> [Exercise instructions]
Write every line of the material out exactly as shown.

- - -

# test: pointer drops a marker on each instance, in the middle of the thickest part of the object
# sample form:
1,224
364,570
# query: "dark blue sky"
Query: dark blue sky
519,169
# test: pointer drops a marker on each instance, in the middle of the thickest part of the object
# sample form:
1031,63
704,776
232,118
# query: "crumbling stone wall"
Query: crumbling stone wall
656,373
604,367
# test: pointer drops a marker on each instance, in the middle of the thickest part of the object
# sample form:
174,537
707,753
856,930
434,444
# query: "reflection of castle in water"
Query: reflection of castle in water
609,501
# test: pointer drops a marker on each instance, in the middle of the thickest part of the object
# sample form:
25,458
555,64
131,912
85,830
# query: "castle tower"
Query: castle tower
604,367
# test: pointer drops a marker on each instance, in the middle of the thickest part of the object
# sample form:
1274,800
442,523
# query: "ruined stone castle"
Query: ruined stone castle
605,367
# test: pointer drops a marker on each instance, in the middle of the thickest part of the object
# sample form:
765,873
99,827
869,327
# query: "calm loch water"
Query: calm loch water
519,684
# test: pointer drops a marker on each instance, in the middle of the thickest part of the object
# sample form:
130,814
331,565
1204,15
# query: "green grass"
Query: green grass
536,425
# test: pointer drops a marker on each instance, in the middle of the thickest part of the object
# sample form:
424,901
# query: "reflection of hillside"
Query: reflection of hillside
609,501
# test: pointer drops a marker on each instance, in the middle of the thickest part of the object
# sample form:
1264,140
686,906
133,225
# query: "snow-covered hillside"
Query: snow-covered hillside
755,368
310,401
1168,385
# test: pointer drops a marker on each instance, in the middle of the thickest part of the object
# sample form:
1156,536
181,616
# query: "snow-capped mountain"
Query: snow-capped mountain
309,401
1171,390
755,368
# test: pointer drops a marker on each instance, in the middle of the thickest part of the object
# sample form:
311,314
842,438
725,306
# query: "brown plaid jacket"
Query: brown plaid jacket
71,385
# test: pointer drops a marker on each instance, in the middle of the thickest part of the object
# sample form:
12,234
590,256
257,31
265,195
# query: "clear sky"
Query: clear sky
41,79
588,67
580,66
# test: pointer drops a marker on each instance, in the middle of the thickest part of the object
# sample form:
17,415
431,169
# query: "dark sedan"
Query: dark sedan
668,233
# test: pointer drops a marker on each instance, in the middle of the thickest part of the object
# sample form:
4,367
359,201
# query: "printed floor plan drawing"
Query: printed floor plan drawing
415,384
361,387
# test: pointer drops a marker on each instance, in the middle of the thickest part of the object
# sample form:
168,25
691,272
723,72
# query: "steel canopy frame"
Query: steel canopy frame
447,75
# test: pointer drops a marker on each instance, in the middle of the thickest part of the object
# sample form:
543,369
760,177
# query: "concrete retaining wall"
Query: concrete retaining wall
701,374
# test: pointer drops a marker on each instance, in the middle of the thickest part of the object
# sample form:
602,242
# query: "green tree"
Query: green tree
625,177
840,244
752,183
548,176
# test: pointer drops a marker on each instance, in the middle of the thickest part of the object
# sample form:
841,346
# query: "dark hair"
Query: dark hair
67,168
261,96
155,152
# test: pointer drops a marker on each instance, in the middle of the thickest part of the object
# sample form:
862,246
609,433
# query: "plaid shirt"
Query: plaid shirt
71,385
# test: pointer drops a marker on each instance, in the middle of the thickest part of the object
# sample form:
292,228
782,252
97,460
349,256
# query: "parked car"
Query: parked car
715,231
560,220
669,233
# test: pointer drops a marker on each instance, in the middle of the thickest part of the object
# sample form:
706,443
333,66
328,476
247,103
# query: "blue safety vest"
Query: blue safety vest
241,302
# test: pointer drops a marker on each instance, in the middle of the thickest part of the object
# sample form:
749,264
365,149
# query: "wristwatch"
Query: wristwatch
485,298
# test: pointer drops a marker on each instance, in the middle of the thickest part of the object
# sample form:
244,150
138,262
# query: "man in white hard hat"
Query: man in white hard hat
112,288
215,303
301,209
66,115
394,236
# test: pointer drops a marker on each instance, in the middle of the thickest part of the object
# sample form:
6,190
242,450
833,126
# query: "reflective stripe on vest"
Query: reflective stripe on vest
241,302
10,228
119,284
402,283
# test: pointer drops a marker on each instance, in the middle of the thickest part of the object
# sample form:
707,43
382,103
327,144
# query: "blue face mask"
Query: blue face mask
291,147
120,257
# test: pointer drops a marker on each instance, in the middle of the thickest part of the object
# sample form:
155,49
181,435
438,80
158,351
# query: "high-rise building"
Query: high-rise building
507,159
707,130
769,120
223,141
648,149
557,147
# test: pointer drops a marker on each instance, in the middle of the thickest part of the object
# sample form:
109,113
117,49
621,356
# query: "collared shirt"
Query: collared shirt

- - -

> [Solution]
# test: pointer drops a marker on each instance, in the middle of the thickest part of the object
# sample form:
1,224
364,570
# query: "dark blue sky"
Query: dark blue sky
519,169
# test: pointer drops a marker on each instance, in the middle of the thickest part of the object
# sample form:
1031,63
704,776
232,118
# query: "crumbling stone wall"
Query: crumbling stone wall
656,373
604,367
# test: pointer drops a marker on each instance, in the middle of the thickest part of the object
# sample form:
174,537
707,753
856,930
434,444
# query: "reflection of castle in water"
Query: reflection of castle in water
609,501
# test: pointer drops a marker on each instance, in the middle of the thickest part of the object
# sample form:
25,458
555,64
131,912
85,830
# query: "castle tower"
Query: castle tower
604,367
# test: pointer drops a marker on each instance, in the middle of the thickest part of the object
# sample form:
1274,800
442,523
# query: "ruined stone castle"
Query: ruined stone castle
605,367
# test: pointer drops a marker on each instance, in the middle of the thickest part of the object
# sample form:
765,873
99,827
869,327
# query: "calm loch water"
Query: calm loch water
519,684
# test: pointer drops a marker on each instance, in the middle of the thickest part of the object
# sample form:
130,814
331,565
1204,15
# query: "green grass"
Query: green grass
536,425
# test: pointer drops a marker on each instance, in the middle of the thickest part of the object
# sample form:
424,901
# query: "reflection of hillside"
Query: reflection of hillside
609,501
# test: pointer drops a marker on each instance, in the middle of the thickest part of the object
# sample form:
1264,140
686,906
133,225
# query: "snow-covered hillside"
Query: snow-covered hillside
755,368
310,401
1168,385
# test: pointer drops a marker on each instance, in the middle of the thickest part of the object
# sample form:
1156,536
181,616
# query: "snow-capped mountain"
Query: snow-capped mountain
309,401
1171,390
755,368
# test: pointer drops a marker on each instance, in the middle of the thickest part of the object
# sample form:
311,314
842,438
725,306
# query: "brown plaid jacket"
Query: brown plaid jacket
71,385
# test: pointer drops a marker on each instance, in the middle of the thickest part of the object
# sample form:
12,234
590,256
257,31
265,195
# query: "clear sky"
Query: clear sky
41,79
588,67
580,66
# test: pointer drops a marker on each instance, in the middle of the thickest part of the object
# sample form:
17,415
431,169
# query: "dark sedan"
Query: dark sedan
668,233
# test: pointer drops a marker on each instance, in the middle of the thickest part of the object
# sample form:
4,367
359,201
# query: "printed floor plan drawing"
Query: printed floor plan drawing
415,384
361,387
# test: pointer drops a marker on each instance, in the middle of the thickest part of the object
# sample form:
168,25
691,272
723,72
# query: "steel canopy frame"
Query: steel canopy frame
447,75
# test: pointer drops a marker on each instance, in the middle of the thickest part of the object
# sample form:
543,369
760,177
# query: "concrete retaining wall"
Query: concrete retaining wall
701,374
# test: pointer drops a marker on each instance, in the middle of the thickest part of the object
# sample form:
602,242
# query: "green tree"
Query: green tree
625,177
840,244
752,183
548,176
# test: pointer drops a marker on each instance, in the middle of the thickest part of the object
# sample form:
841,346
# query: "dark hair"
Query: dark hair
67,168
261,96
155,152
# test: pointer drops a marker on each instance, in the middle of the thickest part of the object
# sample form:
862,246
609,433
# query: "plaid shirt"
Query: plaid shirt
71,385
# test: pointer drops a marker on each instance, in the middle of the thickest part of the object
# sample form:
292,228
782,252
97,460
349,256
# query: "parked car"
Query: parked car
715,231
560,220
669,233
# test: pointer drops a marker on each instance, in the middle of the thickest part of the object
# sample form:
706,443
333,66
328,476
247,103
# query: "blue safety vest"
Query: blue safety vest
241,302
# test: pointer drops a marker on each instance, in the middle of the thickest part of the object
# sample form:
749,264
365,149
# query: "wristwatch"
Query: wristwatch
485,298
# test: pointer drops a marker on each instance, in the middle of the thickest part of the object
# sample form:
244,150
138,262
# query: "man in white hard hat"
Query: man in white hard hat
112,288
215,303
301,209
66,115
394,236
# test: pointer drops a marker on each instance, in the middle of the thickest part of the object
# sample form:
6,190
242,450
833,126
# query: "reflective stripe on vest"
Query: reflective stripe on vest
241,302
10,228
119,284
402,283
# test: pointer drops a marker on each instance, in the middle of the thickest part of the object
# sample form:
707,43
382,103
327,144
# query: "blue face mask"
Query: blue face mask
291,147
120,257
# test: pointer drops a marker on each instance, in the middle of the thickest part of the object
# sample form:
155,49
181,435
438,80
158,351
# query: "high-rise building"
Query: high-rise building
507,159
707,130
769,120
223,141
648,149
557,147
# test: pointer drops a marker on each instance, in the middle of the thickest part of the object
# sample form:
109,113
117,49
621,356
# query: "collared shirt"
Query: collared shirt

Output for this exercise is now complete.